* **What to do**:
Print, exactly and completely, every entry in the data.

* **Excerpted data**:
=====

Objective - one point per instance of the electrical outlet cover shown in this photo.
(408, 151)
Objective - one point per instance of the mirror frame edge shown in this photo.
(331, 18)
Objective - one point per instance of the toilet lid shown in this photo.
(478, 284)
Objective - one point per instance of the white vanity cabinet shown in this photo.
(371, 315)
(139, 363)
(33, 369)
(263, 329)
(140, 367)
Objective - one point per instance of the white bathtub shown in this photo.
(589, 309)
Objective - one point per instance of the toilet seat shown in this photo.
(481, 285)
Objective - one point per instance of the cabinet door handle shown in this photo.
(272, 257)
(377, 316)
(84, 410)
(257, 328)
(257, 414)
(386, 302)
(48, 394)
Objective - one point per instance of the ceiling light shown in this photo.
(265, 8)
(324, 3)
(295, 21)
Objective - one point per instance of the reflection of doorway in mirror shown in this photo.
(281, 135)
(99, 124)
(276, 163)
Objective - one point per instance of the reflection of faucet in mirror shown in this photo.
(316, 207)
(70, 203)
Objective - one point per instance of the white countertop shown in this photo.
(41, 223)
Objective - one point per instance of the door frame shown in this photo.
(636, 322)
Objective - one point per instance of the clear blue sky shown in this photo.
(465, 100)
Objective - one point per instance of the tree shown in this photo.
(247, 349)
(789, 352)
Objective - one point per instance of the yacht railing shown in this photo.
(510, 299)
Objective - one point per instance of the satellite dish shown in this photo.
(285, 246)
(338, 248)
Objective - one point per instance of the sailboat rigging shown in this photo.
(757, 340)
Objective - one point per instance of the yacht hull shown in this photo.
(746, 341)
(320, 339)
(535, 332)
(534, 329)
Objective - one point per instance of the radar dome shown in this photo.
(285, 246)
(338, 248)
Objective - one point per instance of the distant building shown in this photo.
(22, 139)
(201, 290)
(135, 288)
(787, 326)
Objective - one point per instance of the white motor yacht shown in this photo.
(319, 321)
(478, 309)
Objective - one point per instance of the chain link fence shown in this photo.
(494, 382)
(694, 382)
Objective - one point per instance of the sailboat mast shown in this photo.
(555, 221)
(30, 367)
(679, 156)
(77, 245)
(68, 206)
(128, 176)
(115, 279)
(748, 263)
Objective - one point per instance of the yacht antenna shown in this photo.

=====

* **Expected answer**:
Objective - one point per instance of the electrical outlet cover shown in this photo.
(408, 151)
Objective - one point per instance of the mirror frame edge shown in this photo.
(331, 18)
Objective - one point per instance of the toilet lid shown in this photo.
(478, 284)
Objective - one point per instance of the white vanity cabinet shown in this photo.
(371, 315)
(139, 363)
(33, 369)
(263, 329)
(140, 367)
Objective - one point per instance of the white bathtub shown in this photo.
(589, 309)
Objective - one point per instance of the toilet seat shown in this photo.
(481, 285)
Objective - one point per instance of the cabinet door handle shown in this photo.
(272, 257)
(377, 316)
(84, 410)
(257, 328)
(257, 414)
(386, 302)
(48, 394)
Objective - one point per instance of the ceiling light shown in this photo.
(265, 8)
(324, 3)
(295, 21)
Objective - one point per instance of the reflection of doorway in mirror shown in this photo.
(281, 135)
(99, 124)
(276, 163)
Objective - one point per instance of the reflection of faucet in mirror shown in this photo.
(316, 207)
(70, 203)
Objective - one point per instance of the white countertop shown in this photo.
(41, 223)
Objective - one point per instance of the door frame shown in this photo.
(636, 322)
Objective - one point per instance of the clear blue sky shown in this photo.
(465, 100)
Objective - one point per instance of the tree shown in this photo.
(247, 349)
(789, 352)
Objective - one point per instance of the yacht railing shown in this photo.
(510, 299)
Objective - one point per instance of the satellite dish shown in this photo.
(285, 246)
(338, 248)
Objective - one point per instance of the sailboat rigging shown in this photo.
(757, 340)
Objective - one point per instance of the yacht hull shown in this photo.
(746, 341)
(320, 339)
(535, 332)
(534, 329)
Objective - one point per instance of the radar dome shown in this photo.
(285, 246)
(338, 248)
Objective - one point per instance of the distant building shown in this photo.
(22, 139)
(201, 290)
(135, 288)
(787, 326)
Objective - one point per instance of the white motor yacht shown in this photo.
(319, 321)
(478, 309)
Objective - one point per instance of the chain link fence shown in this photo.
(494, 382)
(694, 382)
Objective - one point per instance of the sailboat mast shown in this photo.
(555, 221)
(30, 367)
(679, 156)
(77, 245)
(68, 206)
(128, 176)
(115, 279)
(748, 263)
Objective - one point per instance of the yacht antenna shown in this photo.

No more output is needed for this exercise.